What is required: Only an exact copy of the entries will serve as the answer.

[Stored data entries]
::::

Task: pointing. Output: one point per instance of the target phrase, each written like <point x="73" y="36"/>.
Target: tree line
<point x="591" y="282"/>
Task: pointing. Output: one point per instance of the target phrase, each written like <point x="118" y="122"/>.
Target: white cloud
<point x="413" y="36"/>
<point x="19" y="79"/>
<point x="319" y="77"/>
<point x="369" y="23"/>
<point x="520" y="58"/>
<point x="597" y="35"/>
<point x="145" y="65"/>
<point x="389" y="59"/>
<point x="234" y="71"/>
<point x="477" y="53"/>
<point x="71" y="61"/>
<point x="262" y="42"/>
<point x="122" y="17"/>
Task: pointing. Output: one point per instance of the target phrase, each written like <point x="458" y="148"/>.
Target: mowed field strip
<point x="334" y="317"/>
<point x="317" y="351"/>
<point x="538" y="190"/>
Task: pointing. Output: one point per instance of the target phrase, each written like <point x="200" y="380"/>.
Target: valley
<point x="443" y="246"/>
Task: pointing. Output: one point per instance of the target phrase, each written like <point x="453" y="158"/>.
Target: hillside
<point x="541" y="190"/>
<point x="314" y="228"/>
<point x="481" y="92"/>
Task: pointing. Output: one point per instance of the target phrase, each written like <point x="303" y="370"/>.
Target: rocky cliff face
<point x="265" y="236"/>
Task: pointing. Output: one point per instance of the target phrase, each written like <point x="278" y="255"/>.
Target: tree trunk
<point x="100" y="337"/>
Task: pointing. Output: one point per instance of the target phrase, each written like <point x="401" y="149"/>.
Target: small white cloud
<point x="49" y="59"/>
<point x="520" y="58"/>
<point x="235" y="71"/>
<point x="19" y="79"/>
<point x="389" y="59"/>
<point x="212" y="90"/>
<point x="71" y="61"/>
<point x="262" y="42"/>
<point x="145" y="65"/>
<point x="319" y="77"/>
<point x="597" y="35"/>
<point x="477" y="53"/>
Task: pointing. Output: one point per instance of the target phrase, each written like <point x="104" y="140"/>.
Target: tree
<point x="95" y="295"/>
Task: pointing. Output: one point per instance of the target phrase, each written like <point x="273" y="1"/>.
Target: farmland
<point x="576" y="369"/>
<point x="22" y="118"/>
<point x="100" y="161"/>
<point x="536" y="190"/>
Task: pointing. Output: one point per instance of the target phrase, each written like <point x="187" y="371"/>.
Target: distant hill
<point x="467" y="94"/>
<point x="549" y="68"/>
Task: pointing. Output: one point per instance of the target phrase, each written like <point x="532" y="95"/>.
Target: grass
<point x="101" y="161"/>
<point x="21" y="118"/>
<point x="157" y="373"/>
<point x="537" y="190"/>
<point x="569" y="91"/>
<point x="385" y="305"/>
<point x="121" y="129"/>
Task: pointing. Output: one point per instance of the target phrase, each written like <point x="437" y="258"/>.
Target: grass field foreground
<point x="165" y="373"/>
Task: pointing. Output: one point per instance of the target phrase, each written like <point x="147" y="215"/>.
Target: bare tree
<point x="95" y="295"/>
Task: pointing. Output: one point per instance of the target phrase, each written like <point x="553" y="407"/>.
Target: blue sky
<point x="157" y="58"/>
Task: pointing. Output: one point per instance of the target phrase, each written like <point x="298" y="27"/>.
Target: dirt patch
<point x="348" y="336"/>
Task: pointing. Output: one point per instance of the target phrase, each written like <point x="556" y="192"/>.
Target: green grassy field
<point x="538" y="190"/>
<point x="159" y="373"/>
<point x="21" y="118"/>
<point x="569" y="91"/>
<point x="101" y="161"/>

::::

Solution to the problem:
Task: pointing. Output: one point per instance of the target phrase, each written like <point x="73" y="36"/>.
Target: tree line
<point x="591" y="282"/>
Task: pointing. Output: one point per instance of the target phrase, each written like <point x="118" y="122"/>.
Target: white cloud
<point x="413" y="36"/>
<point x="19" y="79"/>
<point x="319" y="77"/>
<point x="369" y="23"/>
<point x="520" y="58"/>
<point x="597" y="35"/>
<point x="145" y="65"/>
<point x="389" y="59"/>
<point x="234" y="71"/>
<point x="477" y="53"/>
<point x="71" y="61"/>
<point x="262" y="42"/>
<point x="122" y="17"/>
Task: pointing. Output: one point per instance of the target phrase, each written like <point x="458" y="148"/>.
Target: mowed field strip
<point x="334" y="317"/>
<point x="317" y="351"/>
<point x="538" y="190"/>
Task: pointing. Output: one point per instance of the target phrase, each written like <point x="200" y="380"/>.
Target: valley
<point x="443" y="246"/>
Task: pointing. Output: one point per instance of the target phrase, each written like <point x="453" y="158"/>.
Target: hillside
<point x="541" y="190"/>
<point x="314" y="228"/>
<point x="481" y="92"/>
Task: pointing. Output: one point per instance of the target phrase, each written like <point x="303" y="370"/>.
Target: rocky cliff face
<point x="265" y="236"/>
Task: pointing. Output: one point per instance of the target phrase, each written like <point x="278" y="255"/>.
Target: tree trunk
<point x="100" y="337"/>
Task: pointing. Output: one point per instance of the target phrase, each written like <point x="401" y="149"/>.
Target: small white cloud
<point x="49" y="59"/>
<point x="520" y="58"/>
<point x="235" y="71"/>
<point x="19" y="79"/>
<point x="389" y="59"/>
<point x="212" y="90"/>
<point x="71" y="61"/>
<point x="262" y="42"/>
<point x="145" y="65"/>
<point x="319" y="77"/>
<point x="597" y="35"/>
<point x="477" y="53"/>
Task: pointing. Output: one point per instance of the target phrase, each written like <point x="104" y="140"/>.
Target: tree
<point x="95" y="295"/>
Task: pointing. Output: one point per instance of the target phrase, each written like <point x="273" y="1"/>.
Target: farmland
<point x="576" y="369"/>
<point x="22" y="118"/>
<point x="100" y="161"/>
<point x="536" y="190"/>
Task: pointing. Output: one point per instance of the target phrase, each written like <point x="187" y="371"/>.
Target: distant hill
<point x="467" y="94"/>
<point x="549" y="68"/>
Task: pointing. Output: one point per instance of the target phrase, each written like <point x="532" y="95"/>.
Target: grass
<point x="101" y="161"/>
<point x="21" y="118"/>
<point x="157" y="373"/>
<point x="537" y="190"/>
<point x="569" y="91"/>
<point x="385" y="305"/>
<point x="121" y="129"/>
Task: pointing. Output: one point per instance of the target phrase, each written like <point x="437" y="258"/>.
Target: grass field foreground
<point x="165" y="373"/>
Task: pointing. Output: one point per instance of the target phrase, each written like <point x="147" y="215"/>.
Target: bare tree
<point x="95" y="295"/>
Task: pointing. Output: one point per instance of the target phrase, each written like <point x="553" y="407"/>.
Target: blue sky
<point x="157" y="58"/>
Task: pointing. Output: one point per instance of the target phrase, each written like <point x="298" y="27"/>.
Target: dirt patch
<point x="348" y="336"/>
Task: pointing. Output: one point per instance of the target phrase, each written like <point x="556" y="192"/>.
Target: green grassy field
<point x="538" y="190"/>
<point x="159" y="373"/>
<point x="21" y="118"/>
<point x="569" y="91"/>
<point x="101" y="161"/>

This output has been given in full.